### Instructions to follow
Output every entry exactly as given.

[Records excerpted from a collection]
_ _ _ _

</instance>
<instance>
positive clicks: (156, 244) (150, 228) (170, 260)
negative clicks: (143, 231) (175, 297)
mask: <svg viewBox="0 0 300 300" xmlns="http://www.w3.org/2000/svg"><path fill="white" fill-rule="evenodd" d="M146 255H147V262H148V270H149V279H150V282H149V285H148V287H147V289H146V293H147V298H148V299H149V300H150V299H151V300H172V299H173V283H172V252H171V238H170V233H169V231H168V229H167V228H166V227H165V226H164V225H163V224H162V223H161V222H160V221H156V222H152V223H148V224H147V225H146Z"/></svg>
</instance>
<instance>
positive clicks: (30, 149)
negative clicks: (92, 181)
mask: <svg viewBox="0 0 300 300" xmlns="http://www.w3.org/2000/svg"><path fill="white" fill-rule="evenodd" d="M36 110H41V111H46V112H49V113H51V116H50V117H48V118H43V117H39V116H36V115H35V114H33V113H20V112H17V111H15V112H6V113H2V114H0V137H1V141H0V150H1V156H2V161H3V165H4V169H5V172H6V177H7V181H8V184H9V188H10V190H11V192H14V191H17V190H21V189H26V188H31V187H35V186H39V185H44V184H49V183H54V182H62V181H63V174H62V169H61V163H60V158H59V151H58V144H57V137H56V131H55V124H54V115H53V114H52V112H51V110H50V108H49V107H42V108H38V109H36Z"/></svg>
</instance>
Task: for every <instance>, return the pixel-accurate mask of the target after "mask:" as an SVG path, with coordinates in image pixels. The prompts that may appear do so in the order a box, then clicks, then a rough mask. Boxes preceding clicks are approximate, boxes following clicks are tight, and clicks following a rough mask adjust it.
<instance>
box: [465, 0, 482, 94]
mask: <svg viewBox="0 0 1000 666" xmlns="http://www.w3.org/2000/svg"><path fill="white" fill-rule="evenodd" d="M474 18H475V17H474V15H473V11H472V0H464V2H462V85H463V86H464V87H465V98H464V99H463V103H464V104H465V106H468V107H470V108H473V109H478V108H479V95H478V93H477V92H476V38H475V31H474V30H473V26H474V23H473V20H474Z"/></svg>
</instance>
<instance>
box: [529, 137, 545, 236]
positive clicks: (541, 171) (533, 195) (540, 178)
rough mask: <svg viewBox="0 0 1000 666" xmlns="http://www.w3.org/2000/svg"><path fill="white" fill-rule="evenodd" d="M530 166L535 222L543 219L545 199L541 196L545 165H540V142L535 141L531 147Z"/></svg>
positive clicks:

_ _ _ _

### Answer section
</instance>
<instance>
positive clicks: (156, 244) (150, 228) (170, 260)
negative clicks: (143, 231) (175, 297)
mask: <svg viewBox="0 0 300 300" xmlns="http://www.w3.org/2000/svg"><path fill="white" fill-rule="evenodd" d="M146 255H147V262H148V270H149V279H150V282H149V285H148V287H147V289H146V293H147V298H148V299H149V300H150V299H151V300H172V299H173V283H172V252H171V238H170V233H169V231H168V229H167V228H166V227H165V226H164V225H163V224H162V223H161V222H160V221H156V222H152V223H148V224H147V225H146Z"/></svg>
</instance>
<instance>
positive clicks: (30, 149)
negative clicks: (92, 181)
mask: <svg viewBox="0 0 300 300" xmlns="http://www.w3.org/2000/svg"><path fill="white" fill-rule="evenodd" d="M36 110H41V111H46V112H49V113H51V116H50V117H48V118H43V117H39V116H36V115H35V114H33V113H20V112H17V111H15V112H6V113H2V114H0V137H1V141H0V150H1V156H2V161H3V165H4V169H5V172H6V177H7V181H8V184H9V188H10V190H11V192H14V191H17V190H21V189H26V188H31V187H35V186H39V185H44V184H49V183H54V182H62V181H63V174H62V169H61V163H60V158H59V151H58V144H57V137H56V131H55V124H54V115H53V114H52V112H51V110H50V108H49V107H42V108H38V109H36Z"/></svg>
</instance>
Task: for every <instance>, return the pixel-accurate mask of the target after "mask:" as an SVG path, with coordinates in image pixels. The prompts that may appear do so in the order a box, then clicks, then a rough mask. Boxes preceding clicks are approximate, boxes following clicks are tight, and clicks following a rough mask adjust it.
<instance>
box: [465, 0, 482, 94]
mask: <svg viewBox="0 0 1000 666" xmlns="http://www.w3.org/2000/svg"><path fill="white" fill-rule="evenodd" d="M474 18H475V17H474V15H473V11H472V0H464V2H462V85H463V86H464V87H465V98H464V99H463V103H464V104H465V106H468V107H470V108H473V109H478V108H479V95H478V93H477V92H476V38H475V31H474V30H473V26H474V23H473V20H474Z"/></svg>
</instance>
<instance>
box: [529, 137, 545, 236]
positive clicks: (541, 171) (533, 195) (540, 178)
rough mask: <svg viewBox="0 0 1000 666" xmlns="http://www.w3.org/2000/svg"><path fill="white" fill-rule="evenodd" d="M530 166L535 222L543 219L545 199L541 196L545 165H540V142L535 141L531 147Z"/></svg>
positive clicks:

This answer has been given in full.